RECORDS FOR THE EXERCISE:
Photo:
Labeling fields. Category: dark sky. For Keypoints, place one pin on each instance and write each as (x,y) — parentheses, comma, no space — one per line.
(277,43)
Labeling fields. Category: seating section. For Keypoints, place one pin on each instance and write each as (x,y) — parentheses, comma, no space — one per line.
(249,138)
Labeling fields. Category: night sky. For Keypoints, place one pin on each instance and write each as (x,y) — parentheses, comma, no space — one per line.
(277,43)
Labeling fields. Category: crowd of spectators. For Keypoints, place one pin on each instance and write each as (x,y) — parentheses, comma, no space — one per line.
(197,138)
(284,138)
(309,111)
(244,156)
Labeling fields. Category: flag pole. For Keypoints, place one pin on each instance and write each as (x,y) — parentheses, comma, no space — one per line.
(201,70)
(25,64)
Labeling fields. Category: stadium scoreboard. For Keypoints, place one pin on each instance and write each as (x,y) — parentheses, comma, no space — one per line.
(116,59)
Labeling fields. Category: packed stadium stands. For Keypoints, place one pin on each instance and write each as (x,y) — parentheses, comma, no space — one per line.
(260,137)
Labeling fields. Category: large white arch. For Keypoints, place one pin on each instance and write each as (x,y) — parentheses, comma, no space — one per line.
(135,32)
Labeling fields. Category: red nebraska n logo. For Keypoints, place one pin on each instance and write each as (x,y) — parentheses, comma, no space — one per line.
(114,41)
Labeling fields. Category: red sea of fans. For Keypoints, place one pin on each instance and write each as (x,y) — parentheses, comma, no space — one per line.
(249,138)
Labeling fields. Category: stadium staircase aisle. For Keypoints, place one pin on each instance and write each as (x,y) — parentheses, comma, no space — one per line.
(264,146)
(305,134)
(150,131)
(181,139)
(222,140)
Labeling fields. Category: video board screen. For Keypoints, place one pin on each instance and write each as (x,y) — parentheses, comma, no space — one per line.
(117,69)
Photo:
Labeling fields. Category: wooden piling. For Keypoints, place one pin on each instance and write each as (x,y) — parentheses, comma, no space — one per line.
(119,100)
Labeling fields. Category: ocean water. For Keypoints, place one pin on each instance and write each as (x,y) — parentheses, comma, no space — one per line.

GOAL OF THE EXERCISE: Go through the records above and retype each one exactly.

ANSWER AREA:
Photo:
Labeling fields. Category: dark sky. For Keypoints, place one pin on each instance and write each as (x,y) — parentheses, comma, no space — one per line.
(277,43)
Labeling fields. Category: seating section. For Keypoints, place one pin on each instance and write each as (x,y) — parentheses, comma, no space — one per line.
(249,138)
Labeling fields. Category: night sky. For Keypoints, place one pin on each instance and write each as (x,y) — parentheses, comma, no space — one per line.
(277,43)
Labeling fields. Category: crowd of spectators. For Keypoints, place one pin on each instance and write each as (x,y) — parentheses, comma, no space — one per line.
(197,138)
(284,138)
(309,111)
(244,156)
Labeling fields. Category: flag pole. For Keypoints, place one pin on each instance and write each as (x,y) — parentheses, comma, no space — one per line.
(201,70)
(25,64)
Labeling fields. Category: stadium scoreboard. For Keypoints, place one pin on each instance and write each as (x,y) — parentheses, comma, no space — one per line.
(116,59)
Labeling fields. Category: packed stadium stands. For Keypoints, place one pin on each instance and write each as (x,y) — parentheses, comma, no space — one per line.
(260,137)
Labeling fields. Category: large white arch. For Keypoints, place one pin on each instance and write each as (x,y) — parentheses, comma, no space — one per line.
(135,32)
Labeling fields. Category: red nebraska n logo. For Keypoints, place one pin on each instance and write each as (x,y) — parentheses, comma, no space — one per line.
(114,41)
Labeling fields. Category: red sea of fans. For Keypoints, place one pin on each instance and write each as (x,y) — parentheses, comma, no space — one per line.
(249,138)
Labeling fields. Category: stadium staircase aisle. For Keypoints, place one pin on each instance and write each as (x,y) — parentheses, comma, no space — one per line.
(264,146)
(305,134)
(150,131)
(181,139)
(222,140)
Labeling fields. Category: video board screen. For Keypoints, place one pin on each instance and write each as (x,y) — parentheses, comma, no space — one per line.
(117,69)
Photo:
Labeling fields. Category: wooden piling. For Keypoints, place one pin on each instance and write each as (x,y) — parentheses, comma, no space — one per line.
(119,100)
Labeling fields. Category: ocean water. For Keypoints, place one pin on each instance and write each as (x,y) — parentheses, comma, no space — one per line.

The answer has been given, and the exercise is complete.